**TASK DIRECTIONS**
Omit every picture, then give all the entries again exactly.

Natural language region descriptions:
----------
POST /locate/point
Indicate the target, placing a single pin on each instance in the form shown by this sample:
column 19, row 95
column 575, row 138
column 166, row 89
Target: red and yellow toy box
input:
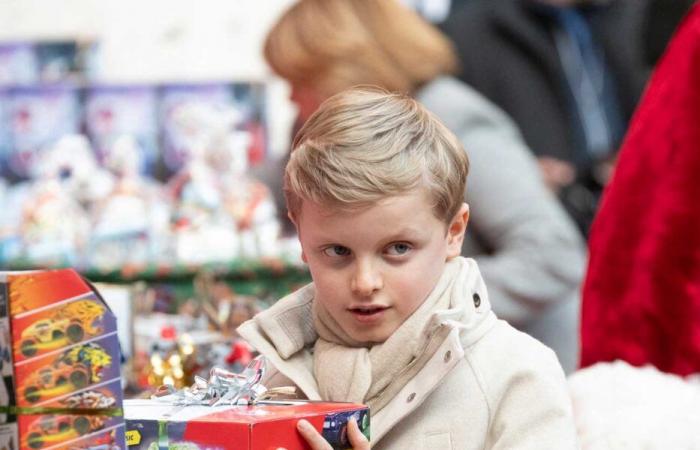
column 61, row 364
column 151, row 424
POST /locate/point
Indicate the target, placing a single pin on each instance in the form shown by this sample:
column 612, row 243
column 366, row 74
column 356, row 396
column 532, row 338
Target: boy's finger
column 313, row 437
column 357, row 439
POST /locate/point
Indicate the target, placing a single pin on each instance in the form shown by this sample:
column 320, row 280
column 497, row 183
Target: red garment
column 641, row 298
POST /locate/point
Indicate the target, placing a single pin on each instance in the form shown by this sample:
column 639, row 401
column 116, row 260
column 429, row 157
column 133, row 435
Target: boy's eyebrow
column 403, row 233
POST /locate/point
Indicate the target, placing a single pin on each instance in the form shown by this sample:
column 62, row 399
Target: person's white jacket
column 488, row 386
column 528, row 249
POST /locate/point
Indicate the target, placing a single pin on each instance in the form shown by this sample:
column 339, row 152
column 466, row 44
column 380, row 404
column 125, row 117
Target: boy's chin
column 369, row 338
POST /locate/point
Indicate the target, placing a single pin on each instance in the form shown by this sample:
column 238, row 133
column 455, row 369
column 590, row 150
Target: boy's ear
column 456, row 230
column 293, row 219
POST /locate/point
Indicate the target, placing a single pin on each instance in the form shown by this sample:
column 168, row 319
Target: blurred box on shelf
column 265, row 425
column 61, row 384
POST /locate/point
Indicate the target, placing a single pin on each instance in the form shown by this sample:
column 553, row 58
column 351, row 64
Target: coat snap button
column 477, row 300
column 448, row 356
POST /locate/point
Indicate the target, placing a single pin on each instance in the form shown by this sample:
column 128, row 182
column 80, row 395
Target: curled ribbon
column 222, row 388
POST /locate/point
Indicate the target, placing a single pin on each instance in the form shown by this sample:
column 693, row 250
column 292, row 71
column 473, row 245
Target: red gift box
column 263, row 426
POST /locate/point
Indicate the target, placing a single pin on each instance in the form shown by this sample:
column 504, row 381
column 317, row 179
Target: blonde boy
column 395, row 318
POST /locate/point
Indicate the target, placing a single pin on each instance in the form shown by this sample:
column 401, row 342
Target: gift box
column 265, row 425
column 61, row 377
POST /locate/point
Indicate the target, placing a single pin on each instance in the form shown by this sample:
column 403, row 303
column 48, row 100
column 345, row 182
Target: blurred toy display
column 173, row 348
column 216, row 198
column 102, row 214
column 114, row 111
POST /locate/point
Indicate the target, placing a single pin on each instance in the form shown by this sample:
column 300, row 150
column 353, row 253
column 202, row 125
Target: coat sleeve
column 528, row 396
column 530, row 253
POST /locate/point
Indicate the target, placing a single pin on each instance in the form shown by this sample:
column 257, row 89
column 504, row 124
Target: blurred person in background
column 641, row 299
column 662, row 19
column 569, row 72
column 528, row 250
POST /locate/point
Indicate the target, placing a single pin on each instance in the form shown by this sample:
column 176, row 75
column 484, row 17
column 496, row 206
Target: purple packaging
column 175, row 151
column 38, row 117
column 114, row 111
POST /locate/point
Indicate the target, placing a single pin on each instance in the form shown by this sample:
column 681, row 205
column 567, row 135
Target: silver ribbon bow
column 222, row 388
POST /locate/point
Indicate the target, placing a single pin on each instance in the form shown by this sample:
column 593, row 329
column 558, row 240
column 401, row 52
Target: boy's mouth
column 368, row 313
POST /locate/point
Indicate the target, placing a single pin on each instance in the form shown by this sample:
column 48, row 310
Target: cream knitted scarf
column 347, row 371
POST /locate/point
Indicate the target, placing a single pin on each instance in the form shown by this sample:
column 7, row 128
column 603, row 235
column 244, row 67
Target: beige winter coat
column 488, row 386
----------
**EXERCISE SOLUTION**
POST /locate/point
Indicate the target, placing a single pin on each instance in the form shown by this sample:
column 19, row 95
column 575, row 138
column 166, row 89
Target: red and yellow toy box
input:
column 61, row 364
column 151, row 424
POST /locate/point
Indicate the target, placing a single pin on each instance in the form shown by this sample:
column 612, row 243
column 366, row 74
column 356, row 396
column 532, row 338
Target: boy's finger
column 313, row 437
column 357, row 439
POST /locate/point
Indicate the target, placing a single pin on each instance in the form shown by this sample:
column 320, row 280
column 497, row 183
Target: red garment
column 641, row 298
POST /locate/point
Indicate the target, placing a single pin on each instance in the form shown by this sample:
column 639, row 401
column 116, row 260
column 429, row 157
column 133, row 435
Target: boy's eyebrow
column 403, row 233
POST /locate/point
Indicate the target, placing a single pin on each instance in the form shown by this sample:
column 62, row 399
Target: person's white jacket
column 488, row 386
column 528, row 249
POST /locate/point
Indicate the target, placing a single pin on each instance in the form shown by this sample:
column 339, row 152
column 466, row 44
column 380, row 404
column 125, row 117
Target: boy's chin
column 369, row 338
POST /locate/point
Indicate the target, placing a single pin on each instance in the form shown by this sample:
column 238, row 133
column 455, row 369
column 590, row 150
Target: boy's ear
column 456, row 230
column 293, row 219
POST /locate/point
Indicate the target, placing a single pin on each instance in the form shown by this sample:
column 168, row 319
Target: blurred box on shelf
column 265, row 425
column 61, row 384
POST /locate/point
Indicate the target, placing a single pin on each instance in the form shown by this sample:
column 553, row 58
column 351, row 64
Target: coat snap button
column 477, row 300
column 448, row 356
POST /locate/point
Indicate the target, placing a single pin on each instance in the form shown by this sample:
column 128, row 182
column 80, row 395
Target: curled ribbon
column 222, row 388
POST /locate/point
Indicate the target, placing a single pin on each instance in the form shown by this sample:
column 693, row 250
column 292, row 71
column 473, row 245
Target: red gift box
column 263, row 426
POST /locate/point
Indicate the target, placing a single pin on each instance in the form shown by this sample:
column 504, row 381
column 317, row 179
Target: blonde boy
column 395, row 318
POST /locate/point
Indicate the target, placing a single pin on each instance in the form shown by this sample:
column 401, row 342
Target: gift box
column 265, row 425
column 61, row 377
POST /locate/point
Indicate the target, placing a single pin on each instance in the form shown by this sample:
column 403, row 303
column 48, row 100
column 345, row 182
Target: blurred toy display
column 173, row 348
column 216, row 198
column 102, row 214
column 114, row 111
POST /locate/point
Indicate the target, placing a single pin on each instance in the form shown by this sample:
column 300, row 150
column 353, row 253
column 202, row 125
Target: coat sleeve
column 528, row 396
column 530, row 253
POST /locate/point
Indicate the target, placing a single pin on each instance in the form shown by this sample:
column 257, row 89
column 504, row 124
Target: blurred person in background
column 641, row 299
column 662, row 19
column 569, row 72
column 528, row 250
POST /locate/point
Indicate the target, placing a single pin on each instance in the form shown by this sample:
column 176, row 75
column 484, row 17
column 496, row 206
Target: purple packaging
column 175, row 151
column 38, row 117
column 114, row 111
POST /locate/point
Indicate the target, placing a single pin on each instance in the form shown by this sample:
column 681, row 205
column 567, row 135
Target: silver ribbon bow
column 222, row 388
POST /locate/point
Indicate the target, placing a single pin on each instance in the form shown by this sample:
column 593, row 329
column 558, row 240
column 401, row 52
Target: boy's mouth
column 368, row 313
POST /locate/point
Indicate the target, placing a single pin on each instance in the form shown by this sample:
column 48, row 310
Target: cream knitted scarf
column 347, row 371
POST /locate/point
Indicate the target, placing a single pin on each instance in the form shown by this sample:
column 7, row 128
column 603, row 235
column 244, row 67
Target: beige winter coat
column 488, row 386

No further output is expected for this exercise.